* What you will do:
1. List every question the opening post of the King Tut discussion asks.
2. Answer these from the King Tut discussion:
(a) In what city does the new King Tut exhibit open this week?
(b) What signs does the tomb show, according to the post beginning "The tomb was not completely intact"?
(c) What does "BFH" stand for?
3. Extend the King Tut discussion with the next post, picking up after its last sentence.

King Tut question

Apparently a new King Tut exhibit opens this week in LA, which makes me feel old, as I remember seeing the last King Tut exhibit in the 70’s or 80’s. But what’s the significance of King Tut? I thought he was a relatively minor Egyptian ruler. So is the significance that his tomb was not looted centuries ago, so that it’s the only one that was left intact? And given the riches of his tomb, can I assume that one of the major kings (like Cheops) would have left a more fabulous tomb, but that it’s long since been looted?

Pretty much. Tut showed us just how much wealth these people had, and it in a very vivid fashion. And even though he personally wasn’t important, he was right in the middle of important going-son in the world.

Possibly. Of course, the mere fact that he was a minor and unimportant nobody from the perspective of history doesn’t mean he spent any less on himself.

What I find funny is that, given the available gold in the world, the Egyptian kings would have each had a substantial portion of wealth… which came from the previous king’s tomb. Heh.

The tomb was not completely intact. There are signs that it had been robbed soon after Tut was buried. Apparently, it was discovered, and resealed, but there’s no way of knowing how much was taken, and whether or not it was replaced.


My favorite part of the Tut’s Tomb story, and one that makes me feel a kinship with my fellows in the design and drafting field lo these many thousands of years of years ago, is that, though each piece of the inner tomb was annoted, showing which piece attached to which and where, the assemblers threw it together willy-nilly and when something didn’t fit because it didn’t belong there they took a BFH (Big Freakin’ Hammer) and MADE it fit, regardless of the damage they caused. (sigh) Nothing has changed except the names of the assemblers.

* Data extract:

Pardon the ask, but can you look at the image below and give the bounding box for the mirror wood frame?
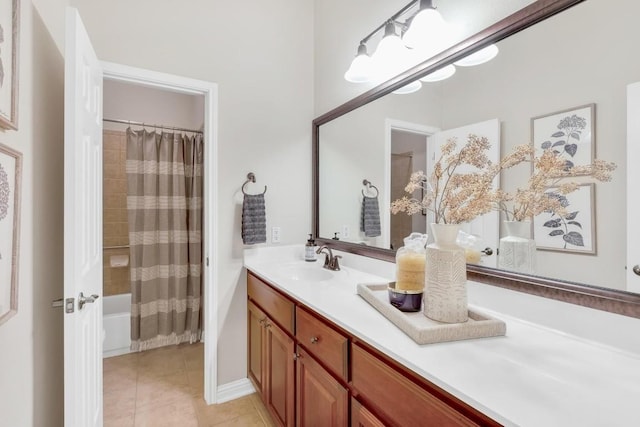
[312,0,640,318]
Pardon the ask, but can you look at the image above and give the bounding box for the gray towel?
[360,196,381,237]
[242,194,267,245]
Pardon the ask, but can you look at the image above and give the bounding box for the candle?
[396,253,425,291]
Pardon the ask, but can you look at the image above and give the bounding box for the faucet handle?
[331,255,342,271]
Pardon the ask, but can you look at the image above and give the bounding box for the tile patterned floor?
[104,344,274,427]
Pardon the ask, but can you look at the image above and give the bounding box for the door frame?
[380,118,441,249]
[101,61,219,404]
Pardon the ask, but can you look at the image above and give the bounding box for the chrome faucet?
[316,245,342,271]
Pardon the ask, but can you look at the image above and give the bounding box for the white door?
[627,82,640,292]
[64,8,102,427]
[427,119,500,267]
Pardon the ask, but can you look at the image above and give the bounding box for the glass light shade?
[454,44,499,67]
[402,7,448,50]
[393,80,422,95]
[344,53,372,83]
[371,29,409,81]
[420,64,456,83]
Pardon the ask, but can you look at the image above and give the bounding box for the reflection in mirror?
[389,129,427,250]
[318,0,640,290]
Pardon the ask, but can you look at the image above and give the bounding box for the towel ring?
[242,172,267,196]
[362,179,380,197]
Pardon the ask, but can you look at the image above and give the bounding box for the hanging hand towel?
[360,196,381,237]
[242,194,267,245]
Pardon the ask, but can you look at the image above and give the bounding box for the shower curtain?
[126,128,203,351]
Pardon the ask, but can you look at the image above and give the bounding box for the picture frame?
[531,104,596,174]
[533,183,597,255]
[0,144,22,325]
[0,0,20,130]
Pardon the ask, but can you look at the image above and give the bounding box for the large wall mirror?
[314,0,640,317]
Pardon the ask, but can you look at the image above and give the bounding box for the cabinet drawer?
[247,272,295,335]
[296,307,349,381]
[351,345,478,427]
[351,397,386,427]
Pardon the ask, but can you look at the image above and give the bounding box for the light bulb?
[454,44,499,67]
[371,22,409,81]
[420,64,456,82]
[344,43,372,83]
[402,6,449,51]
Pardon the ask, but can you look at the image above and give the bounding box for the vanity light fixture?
[371,20,409,82]
[344,0,498,94]
[402,0,448,53]
[344,42,372,83]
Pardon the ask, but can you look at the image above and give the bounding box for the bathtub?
[102,294,131,357]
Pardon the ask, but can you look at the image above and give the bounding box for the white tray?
[358,283,507,344]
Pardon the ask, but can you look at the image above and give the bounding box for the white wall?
[71,0,313,384]
[102,80,204,130]
[0,0,66,427]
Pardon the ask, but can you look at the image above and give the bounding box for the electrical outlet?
[271,227,280,243]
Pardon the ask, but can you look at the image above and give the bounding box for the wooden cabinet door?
[351,398,386,427]
[247,301,267,395]
[296,347,349,427]
[264,318,295,427]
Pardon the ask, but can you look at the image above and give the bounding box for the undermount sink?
[282,265,333,282]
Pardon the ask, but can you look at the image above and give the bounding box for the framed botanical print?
[0,144,22,324]
[533,183,596,255]
[0,0,20,130]
[531,104,596,174]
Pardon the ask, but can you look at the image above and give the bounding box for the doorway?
[102,62,217,404]
[381,119,440,249]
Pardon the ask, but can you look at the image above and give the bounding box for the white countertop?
[244,246,640,427]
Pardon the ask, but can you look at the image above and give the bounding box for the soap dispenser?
[304,234,316,262]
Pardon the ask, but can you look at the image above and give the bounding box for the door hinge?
[64,298,76,313]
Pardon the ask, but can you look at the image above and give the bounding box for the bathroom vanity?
[245,246,640,426]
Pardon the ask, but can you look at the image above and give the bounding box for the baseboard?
[102,347,131,359]
[216,378,256,403]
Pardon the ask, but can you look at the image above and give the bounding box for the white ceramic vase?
[424,224,469,323]
[498,221,536,274]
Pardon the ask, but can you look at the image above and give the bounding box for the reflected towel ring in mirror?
[242,172,267,196]
[362,179,380,197]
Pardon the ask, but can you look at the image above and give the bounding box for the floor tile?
[195,396,259,425]
[103,343,275,427]
[209,412,265,427]
[136,372,193,411]
[135,398,199,427]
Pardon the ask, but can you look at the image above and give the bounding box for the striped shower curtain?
[127,129,203,351]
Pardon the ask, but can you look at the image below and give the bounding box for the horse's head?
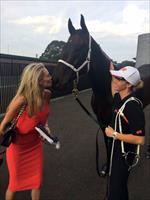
[53,15,91,90]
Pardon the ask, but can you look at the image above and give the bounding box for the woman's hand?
[105,126,115,137]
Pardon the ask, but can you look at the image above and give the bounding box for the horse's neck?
[89,41,112,100]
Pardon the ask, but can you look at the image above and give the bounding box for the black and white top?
[110,93,145,153]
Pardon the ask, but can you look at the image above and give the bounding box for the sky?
[0,0,150,62]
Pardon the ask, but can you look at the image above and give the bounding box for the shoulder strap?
[11,104,26,128]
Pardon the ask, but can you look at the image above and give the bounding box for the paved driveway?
[0,91,150,200]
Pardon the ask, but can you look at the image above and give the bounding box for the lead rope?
[109,97,142,176]
[106,97,143,198]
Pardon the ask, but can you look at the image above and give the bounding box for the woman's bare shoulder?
[10,96,26,107]
[44,89,52,102]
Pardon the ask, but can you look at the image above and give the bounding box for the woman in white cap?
[105,66,145,200]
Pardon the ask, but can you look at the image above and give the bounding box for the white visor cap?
[110,66,141,86]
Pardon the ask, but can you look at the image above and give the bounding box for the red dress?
[6,103,49,192]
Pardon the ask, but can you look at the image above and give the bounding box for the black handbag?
[35,124,60,149]
[0,106,25,147]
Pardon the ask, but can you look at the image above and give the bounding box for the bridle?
[58,34,91,83]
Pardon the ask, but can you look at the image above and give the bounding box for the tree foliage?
[40,40,66,62]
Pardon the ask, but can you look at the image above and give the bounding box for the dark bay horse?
[53,15,150,173]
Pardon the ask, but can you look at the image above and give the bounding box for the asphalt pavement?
[0,90,150,200]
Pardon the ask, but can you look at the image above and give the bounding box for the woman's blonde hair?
[15,63,45,116]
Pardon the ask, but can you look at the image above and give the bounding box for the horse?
[52,15,150,176]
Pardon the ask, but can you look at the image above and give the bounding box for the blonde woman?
[0,63,52,200]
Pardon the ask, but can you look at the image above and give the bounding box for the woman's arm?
[105,126,145,145]
[0,96,25,135]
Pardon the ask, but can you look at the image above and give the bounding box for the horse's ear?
[80,14,89,32]
[68,18,75,35]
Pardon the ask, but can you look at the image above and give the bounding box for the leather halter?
[58,34,91,83]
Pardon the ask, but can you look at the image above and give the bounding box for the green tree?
[40,40,66,62]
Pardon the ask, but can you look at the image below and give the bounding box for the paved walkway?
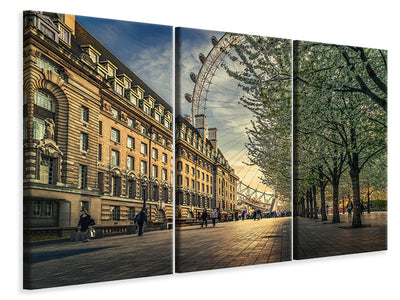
[176,218,291,272]
[23,230,173,288]
[293,212,387,259]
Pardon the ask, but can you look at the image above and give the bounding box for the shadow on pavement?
[177,226,222,231]
[24,246,116,264]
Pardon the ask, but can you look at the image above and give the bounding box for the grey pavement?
[24,230,173,289]
[293,212,387,259]
[176,218,291,272]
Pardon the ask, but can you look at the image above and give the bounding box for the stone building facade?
[175,115,239,222]
[23,11,173,234]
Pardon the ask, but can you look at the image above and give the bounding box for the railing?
[24,221,172,242]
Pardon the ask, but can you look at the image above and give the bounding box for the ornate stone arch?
[23,67,68,182]
[24,64,69,149]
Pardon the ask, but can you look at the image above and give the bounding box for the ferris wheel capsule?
[185,93,193,103]
[211,35,218,46]
[199,53,206,64]
[190,72,197,83]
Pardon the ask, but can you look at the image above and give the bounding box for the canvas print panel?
[175,28,292,272]
[23,11,173,289]
[293,41,387,259]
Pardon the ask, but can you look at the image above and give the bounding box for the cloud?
[176,29,265,190]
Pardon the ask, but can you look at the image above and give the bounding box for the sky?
[75,15,173,106]
[176,28,272,196]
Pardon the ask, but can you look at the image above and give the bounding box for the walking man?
[211,208,218,227]
[135,207,147,236]
[201,209,207,228]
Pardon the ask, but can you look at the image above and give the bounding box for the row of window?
[99,118,167,149]
[104,177,170,203]
[176,161,213,183]
[176,175,213,194]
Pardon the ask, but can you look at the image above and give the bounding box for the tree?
[295,42,387,227]
[222,35,292,200]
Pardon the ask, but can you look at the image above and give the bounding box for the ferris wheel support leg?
[269,197,275,213]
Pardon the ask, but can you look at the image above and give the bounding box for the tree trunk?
[367,184,371,213]
[350,153,362,228]
[319,181,328,221]
[305,194,310,218]
[332,180,340,223]
[311,184,318,219]
[307,187,314,219]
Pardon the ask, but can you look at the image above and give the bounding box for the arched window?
[33,90,55,140]
[128,178,136,199]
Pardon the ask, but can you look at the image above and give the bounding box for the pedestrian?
[135,207,147,236]
[78,209,96,242]
[211,208,218,227]
[201,209,207,228]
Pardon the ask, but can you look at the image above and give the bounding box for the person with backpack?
[201,209,207,228]
[78,209,96,242]
[135,207,147,236]
[210,208,218,227]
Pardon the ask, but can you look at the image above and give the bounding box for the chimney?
[194,114,206,140]
[208,128,218,150]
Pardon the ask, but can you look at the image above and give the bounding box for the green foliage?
[223,35,292,200]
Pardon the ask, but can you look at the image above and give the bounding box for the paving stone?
[293,212,387,259]
[176,218,291,272]
[25,230,172,289]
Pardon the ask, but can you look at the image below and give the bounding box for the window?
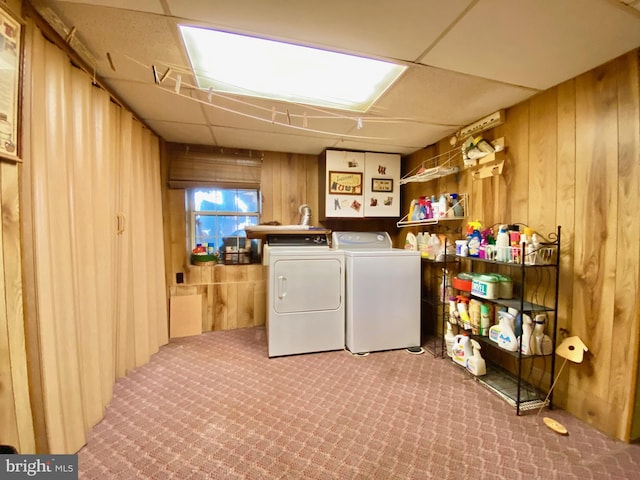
[187,187,260,254]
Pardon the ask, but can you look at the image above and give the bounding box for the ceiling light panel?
[180,25,406,112]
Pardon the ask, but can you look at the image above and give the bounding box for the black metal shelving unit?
[421,241,459,358]
[452,226,561,415]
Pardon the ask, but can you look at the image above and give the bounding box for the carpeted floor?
[79,327,640,480]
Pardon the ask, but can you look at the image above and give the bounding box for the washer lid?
[331,232,392,250]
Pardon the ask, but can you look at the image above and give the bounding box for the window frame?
[185,185,262,254]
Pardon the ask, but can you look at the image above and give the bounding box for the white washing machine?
[332,232,421,353]
[265,234,345,357]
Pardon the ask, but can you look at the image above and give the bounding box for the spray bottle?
[444,322,455,358]
[496,225,511,262]
[520,313,536,355]
[466,339,487,377]
[467,221,482,257]
[456,295,471,330]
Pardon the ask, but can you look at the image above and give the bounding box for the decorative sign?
[0,7,22,161]
[371,178,393,192]
[329,172,362,195]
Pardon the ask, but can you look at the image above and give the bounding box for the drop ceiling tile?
[370,66,538,127]
[145,120,215,146]
[32,0,164,15]
[420,0,640,89]
[167,0,472,61]
[336,120,458,154]
[212,127,336,155]
[41,2,186,80]
[201,93,356,135]
[111,80,207,125]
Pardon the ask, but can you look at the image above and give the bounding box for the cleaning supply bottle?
[465,339,487,377]
[444,322,455,358]
[456,295,471,330]
[469,298,482,335]
[451,193,464,218]
[467,221,482,257]
[496,225,510,262]
[431,195,440,218]
[438,193,448,218]
[479,303,491,337]
[424,198,433,219]
[533,313,547,355]
[449,297,462,326]
[451,333,473,368]
[489,310,518,352]
[409,197,424,222]
[520,313,536,355]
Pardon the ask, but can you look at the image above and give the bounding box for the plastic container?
[471,275,500,300]
[444,322,455,358]
[452,272,473,292]
[456,240,469,257]
[466,339,487,377]
[451,334,473,368]
[495,274,513,300]
[496,225,511,262]
[479,303,492,337]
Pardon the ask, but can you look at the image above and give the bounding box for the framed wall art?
[0,5,22,162]
[371,178,393,192]
[329,172,362,195]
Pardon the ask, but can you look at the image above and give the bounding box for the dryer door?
[270,257,342,313]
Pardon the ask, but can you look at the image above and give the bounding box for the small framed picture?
[371,178,393,192]
[329,172,362,195]
[0,3,22,162]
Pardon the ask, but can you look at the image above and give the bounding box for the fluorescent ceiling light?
[180,25,406,112]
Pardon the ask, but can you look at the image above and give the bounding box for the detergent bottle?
[451,333,473,368]
[449,297,462,326]
[489,310,518,352]
[480,303,491,337]
[444,322,455,358]
[520,313,536,355]
[467,221,482,257]
[469,298,482,335]
[456,295,471,330]
[466,339,487,377]
[496,225,511,262]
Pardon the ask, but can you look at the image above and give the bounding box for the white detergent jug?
[451,334,473,368]
[466,339,487,377]
[489,311,518,352]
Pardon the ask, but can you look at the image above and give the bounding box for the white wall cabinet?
[319,150,401,220]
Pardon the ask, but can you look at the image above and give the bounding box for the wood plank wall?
[162,152,318,332]
[165,51,640,441]
[399,51,640,441]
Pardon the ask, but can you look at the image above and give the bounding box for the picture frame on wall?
[371,178,393,192]
[329,172,362,195]
[0,5,23,162]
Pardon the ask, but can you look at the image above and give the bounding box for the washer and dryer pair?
[265,232,421,357]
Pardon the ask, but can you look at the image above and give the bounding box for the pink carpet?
[79,327,640,480]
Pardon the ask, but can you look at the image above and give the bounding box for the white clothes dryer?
[265,232,345,357]
[332,232,421,353]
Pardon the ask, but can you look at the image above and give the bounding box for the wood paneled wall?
[163,152,318,332]
[399,51,640,441]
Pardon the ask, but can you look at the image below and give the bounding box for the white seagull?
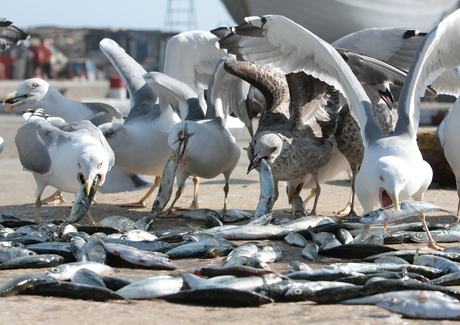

* Task responses:
1.
- But what's the significance of King Tut?
- So is the significance that his tomb was not looted centuries ago, so that it's the only one that was left intact?
- And given the riches of his tomb, can I assume that one of the major kings (like Cheops) would have left a more fabulous tomb, but that it's long since been looted?

2.
(a) LA.
(b) Signs that it had been robbed soon after Tut was buried.
(c) Big Freakin' Hammer.

3.
There was a big power struggle going on right before the time of Tut. There is speculation that Nefertiti changed her name and became Pharoah herself (note - this is not universally accepted by scholars). Regardless of the details, when Akhenaton and Nefertiti fell from power the political power shifted the other way and many people seem to have gone to great lengths to erase portions of the history around that time.

Tut was a short lived pharoah who came to power in the middle of all of this chaos. Because he was so short lived, he didn’t get a chance to amass a huge amount of wealth. There is some evidence to suggest that many of the treasures from Tut’s tomb actually belonged to Nefertiti and were robbed from her tomb to populate his. For example, the gold face that is so famously displayed for Tut is actually a replacement face attached to an older sarcophagus that some believe was Nefertiti’s. The great treasures of Tut were probably hastily assembled (and stolen from other tombs) and probably represented just enough treasure to get by for a pharoah so he wouldn’t be embarassed in the afterlife.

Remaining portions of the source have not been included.